* _TEXT PASSAGE_
======
Working with the LOBSTER Data set II

datasets

similarity

Conformer generation and comparing 3D fingerprints

Published

November 16, 2025

This post builds on the last post and does a little bit of work with the LOBSTER data set.

I had planned something a bit more ambitious for this post, but while writing it I discovered a bug in the conformer generator that it took me a while to track down (it’s still not fixed) and that ate up all the time I had set aside for working on the blog this week. I’ll do another post soon.

from rdkit import Chem
from rdkit.Chem import Draw
from rdkit.Chem.Draw import IPythonConsole
IPythonConsole.ipython_3d = True

from matplotlib import pyplot as plt
plt.style.use('tableau-colorblind10')
plt.rcParams['font.size'] = '16'
%matplotlib inline

%load_ext sql
%config SqlMagic.feedback=0

Generating conformers for the LOBSTER compounds

import lwreg
from lwreg import utils

Load our lwreg configuration from the database we created before:

config = utils.configure_from_database(dbname='lobster_112024',dbtype='postgresql')
lwreg.set_default_config(config)

config

{'dbname': 'lobster_112024',
 'dbtype': 'postgresql',
 'cacheConnection': True,
 'standardization': 'none',
 'removeHs': 1,
 'useTautomerHashv2': 0,
 'registerConformers': 1,
 'numConformerDigits': 3,
 'lwregSchema': ''}

d = %sql postgresql://localhost/lobster_112024 \
    select molregno,ntabs from rdk.descriptors where ntabs<1000;
mrns,ntabs = zip(*d)
len(mrns)

cn = utils.connect(config=config) #< lwreg provides a convenience function to get a database connection
curs = cn.cursor()

curs.execute('create schema generated_data')
curs.execute('''create table generated_data.confgen
   (molregno integer references hashes, 
    conf_id integer references conformers,
    method text)''')
cn.commit()

mbs = utils.retrieve(ids=mrns)

from tqdm import tqdm
from rdkit.Chem import rdDistGeom
from rdkit import rdBase

Generate and store conformers

cn = utils.connect(config=config) #< lwreg provides a convenience function to get a database connection
curs = cn.cursor()

ps = rdDistGeom.ETKDGv3()
ps.randomSeed = 0xf00d
ps.pruneRmsThresh = 0.5
ps.numThreads = 8

for mrn,nt in tqdm(zip(mrns,ntabs)):
    mb = mbs[mrn][0]
    mol = Chem.MolFromMolBlock(mb,removeHs=False)
    if not mol:
        print(mrn)
        continue
    with rdBase.BlockLogs():
        cids = rdDistGeom.EmbedMultipleConfs(mol,2*nt,ps)
    reg = utils.register_multiple_conformers(mol=mol,fail_on_duplicate=False)
    
    rows = [(x,y,'ETKDGv3') for x,y in reg]
    if rows:
        curs.executemany('insert into generated_data.confgen values (%s,%s,%s)',rows)
        cn.commit()

2226it [21:11,  1.75it/s]

d = %sql postgresql://localhost/lobster_112024 \
    select molregno,nconfs,ntabs from \
    (select molregno, count(conf_id) nconfs from generated_data.confgen group by (molregno)) t1 \
      join rdk.descriptors using (molregno) where ntabs<1000;

Number of conformers generated per compound:

plt.Figure(figsize=(5,5))
======
* _THINGS TO DO_
A - In the LOBSTER conformer post, what value is assigned to the pruneRmsThresh parameter?
B - Decide whether each statement agrees with the LOBSTER conformer post: (i) the bug found in the conformer generator has been fixed; (ii) the lwreg configuration uses postgresql as its database type; (iii) the compounds are selected from rdk.descriptors only when ntabs is below 1000. For each, give yes or no and quote the deciding words.
Rely only on the text when answering.

Stored dataset items:
======
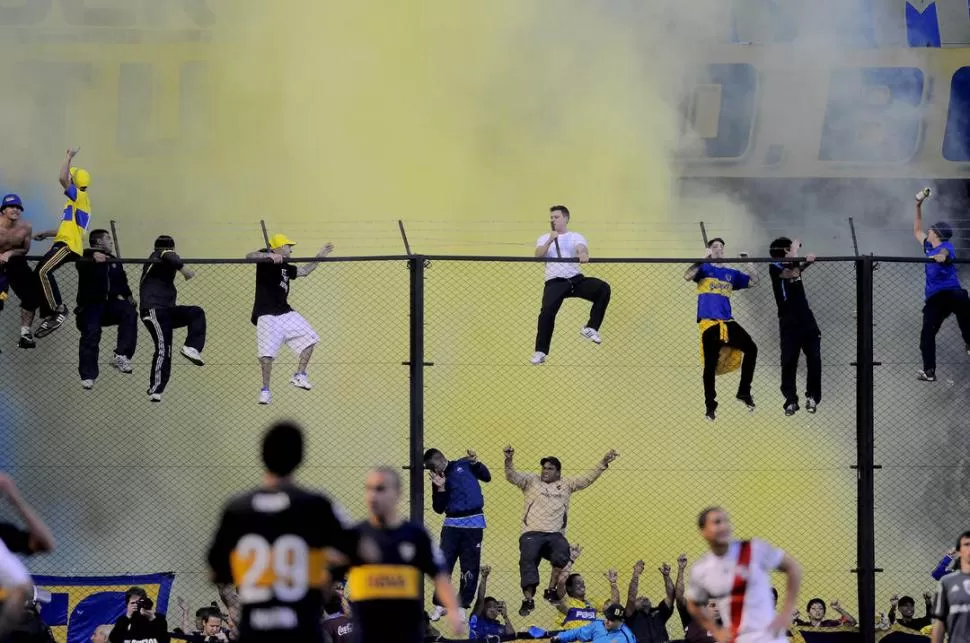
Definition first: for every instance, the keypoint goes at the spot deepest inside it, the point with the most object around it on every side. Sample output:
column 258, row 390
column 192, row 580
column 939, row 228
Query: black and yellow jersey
======
* _SOLUTIONS TO THE TASKS_
A - 0.5

B -
(i) No: "it’s still not fixed"
(ii) Yes: "'dbtype': 'postgresql'"
(iii) Yes: "where ntabs<1000"